→ **Task brief**: Everything in the records below should be printed exactly, except the pictures.

Supplied entries Block Start

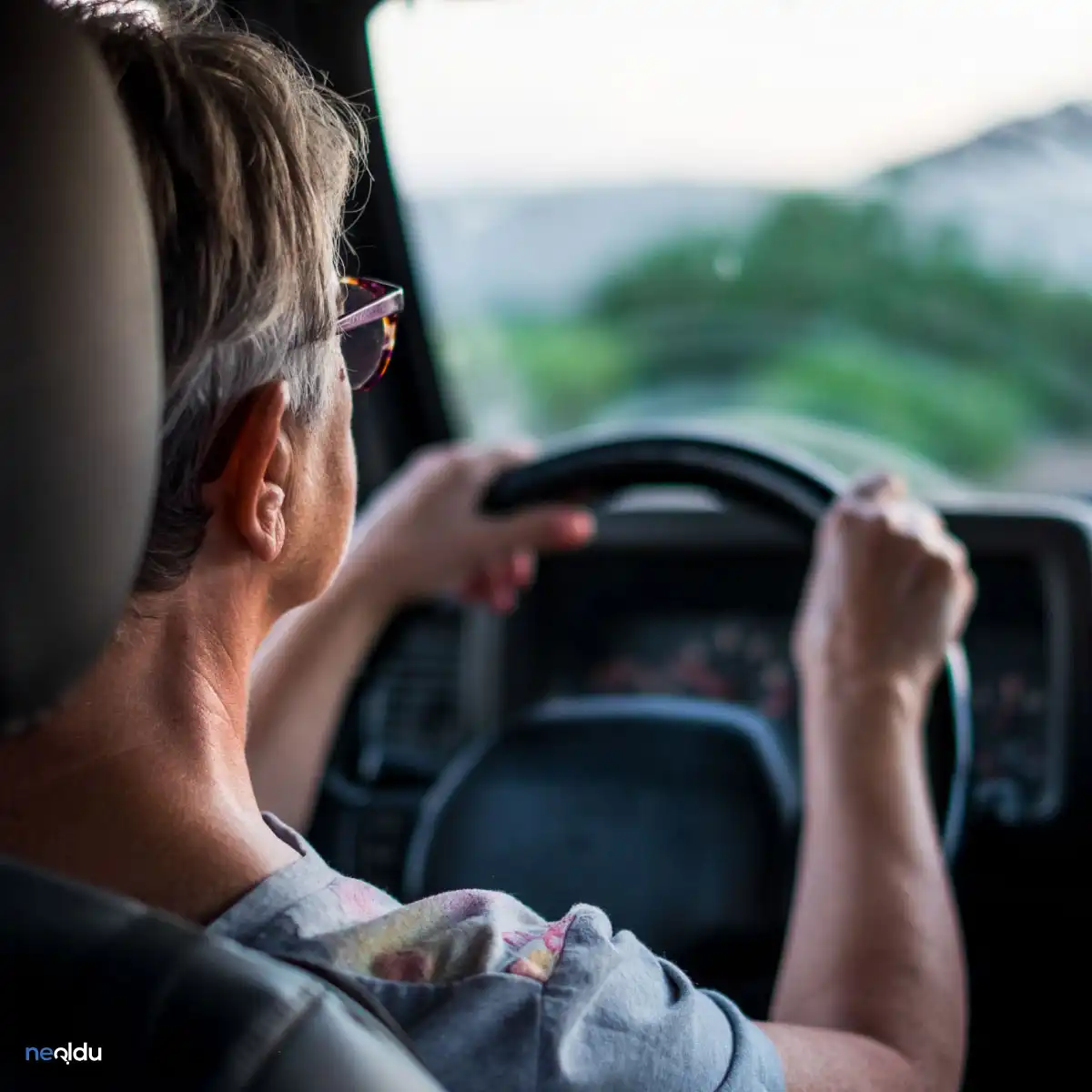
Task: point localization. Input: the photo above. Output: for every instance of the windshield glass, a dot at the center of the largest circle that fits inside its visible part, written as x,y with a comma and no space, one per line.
864,229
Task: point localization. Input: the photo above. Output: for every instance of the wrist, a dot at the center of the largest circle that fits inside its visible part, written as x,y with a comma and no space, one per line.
863,719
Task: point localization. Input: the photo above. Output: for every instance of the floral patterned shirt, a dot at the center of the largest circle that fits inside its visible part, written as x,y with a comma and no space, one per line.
497,999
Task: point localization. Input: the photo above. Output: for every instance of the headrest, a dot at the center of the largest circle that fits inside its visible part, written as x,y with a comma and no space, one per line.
80,359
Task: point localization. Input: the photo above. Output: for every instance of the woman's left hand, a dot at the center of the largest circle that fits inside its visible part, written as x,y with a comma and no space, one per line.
423,534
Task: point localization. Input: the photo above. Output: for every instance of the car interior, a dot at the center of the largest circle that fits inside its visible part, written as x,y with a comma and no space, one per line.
82,966
718,259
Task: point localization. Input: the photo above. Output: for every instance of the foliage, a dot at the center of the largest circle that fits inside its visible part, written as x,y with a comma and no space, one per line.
834,309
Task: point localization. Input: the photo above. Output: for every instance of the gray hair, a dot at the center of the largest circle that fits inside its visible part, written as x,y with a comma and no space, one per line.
247,162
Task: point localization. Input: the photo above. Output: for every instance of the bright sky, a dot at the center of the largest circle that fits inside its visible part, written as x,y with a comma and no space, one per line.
545,93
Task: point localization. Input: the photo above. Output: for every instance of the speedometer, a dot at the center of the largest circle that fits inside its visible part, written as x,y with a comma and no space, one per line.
742,660
1013,745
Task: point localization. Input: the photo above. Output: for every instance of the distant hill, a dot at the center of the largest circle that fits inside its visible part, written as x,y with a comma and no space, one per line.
483,252
1022,191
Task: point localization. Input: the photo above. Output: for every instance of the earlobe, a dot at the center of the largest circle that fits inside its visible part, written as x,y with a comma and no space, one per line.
255,483
271,522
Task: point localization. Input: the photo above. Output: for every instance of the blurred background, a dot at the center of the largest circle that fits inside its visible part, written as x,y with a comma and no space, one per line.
861,228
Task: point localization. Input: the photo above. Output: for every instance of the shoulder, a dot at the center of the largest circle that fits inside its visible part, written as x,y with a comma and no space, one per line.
615,1016
571,1006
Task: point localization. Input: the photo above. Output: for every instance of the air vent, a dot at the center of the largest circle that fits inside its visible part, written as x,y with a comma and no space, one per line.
408,723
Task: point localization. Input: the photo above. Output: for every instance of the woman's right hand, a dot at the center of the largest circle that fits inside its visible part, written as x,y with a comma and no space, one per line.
889,590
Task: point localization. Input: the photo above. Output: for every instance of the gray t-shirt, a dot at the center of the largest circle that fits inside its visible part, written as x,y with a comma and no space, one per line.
497,999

Supplied entries Block End

→ **Solution to the exercise**:
Task: point localization. Input: the photo above. Output: for every instance of the windshield glass, a dot at the center of the largest circle that fits inside its visible part, written as x,y with a comma and no space, one per line.
864,229
Task: point localization. Input: the photo above. Output: for every instance of the wrist, a dot at the center of the largest circle that fits inside its visible part, written as x,y with a comma and no space, one per line.
863,719
Task: point localization. Input: the photo above. Output: for every instance of the floral patterned shirt, a dot at the center of the largest circle that fits inside its visible part, written as x,y with a comma and no space, one per line.
497,999
Task: point localization. Input: the photo above. Output: for every instance of the headrest, a dot at the center of the largest circle that fits inside its visible part, written as x,y with a comma and no space, one per line.
80,359
Task: point localization. Input: the photo above. Output: for every instance of the woman's left hand, a dot at the center of the largest circle that fits inside its visible part, written as x,y with a comma and no space, one per line.
423,534
Task: point localization. Input: the photo above. Output: for every instance of the car interior, a dot at the center of the largest circle that fits inside its visible part, written as x,y with a comma and no space, one per line.
82,966
718,259
Task: point localization. Input: the photo above. Output: for every instance of the foliage, a dot at the center of the largest circle that fits inside its visible part, written as x,y with a comma and no space, one per line.
834,309
Task: point localization. Input: the photo above. Output: for every instance of the gray hair, a dot at the center of the largest circle that fits inside its visible part, written as x,y with a comma and no space, one per line.
247,162
Task: point localization. Input: the photo above. Output: for every instance of the bright sky, a dot at the center of the largest circle that fits inside its visible part, written as x,y with a comma and no space, one per line.
545,93
Task: point localization. Input: the photo above. Output: for every instance of the speedometer, a dot at the center of the largest circle that fits inside its visible part, written as x,y with a comma and no space, one per line.
742,660
1013,745
Task: point localization. Input: the photo above. Output: for every instance of the distant hill, a dot at the center of the largest circle that fits inside its visible part, written as x,y with a comma and no space, one per line.
483,252
1022,191
Task: point localization. Input: the photo above. Output: for every instance of the earlobe, a dot at the center of the largest circle that fits inside its visible part, written as x,y with a comma and no space, one per line.
255,483
271,522
Task: point localization. Input: the photo above. Output: for every instance of the blurred background, a dot at the center of the largest circle that fits inside its visible part, written as x,y with a comma and no space, one per line.
861,228
Task: point localization. Input: the photo above. Output: for every instance of the shoulder, a dot at the center of the largest circle that fits inside its visible part, written as x,y with a comma and no space, one per line.
615,1016
571,1006
Task: point localization. Input: the photo above. Output: for every instance of the air vent, a dot at the center of the largest circle that fits inside its visible part, written as x,y with a comma and no space, one per line.
408,723
Task: point localization. Input: the photo above. Output: for every instance of the woman's right hand, a dot at the center of the largest circle that fits inside its visible part, written as x,y with a comma and no space, one per line.
889,590
Task: point localization. Input: the photo above. Output: for every instance of the gray t-shirt, a dot at the center of the largest circle that fits inside its visible part, written as x,y with a comma and no space, one per line.
497,999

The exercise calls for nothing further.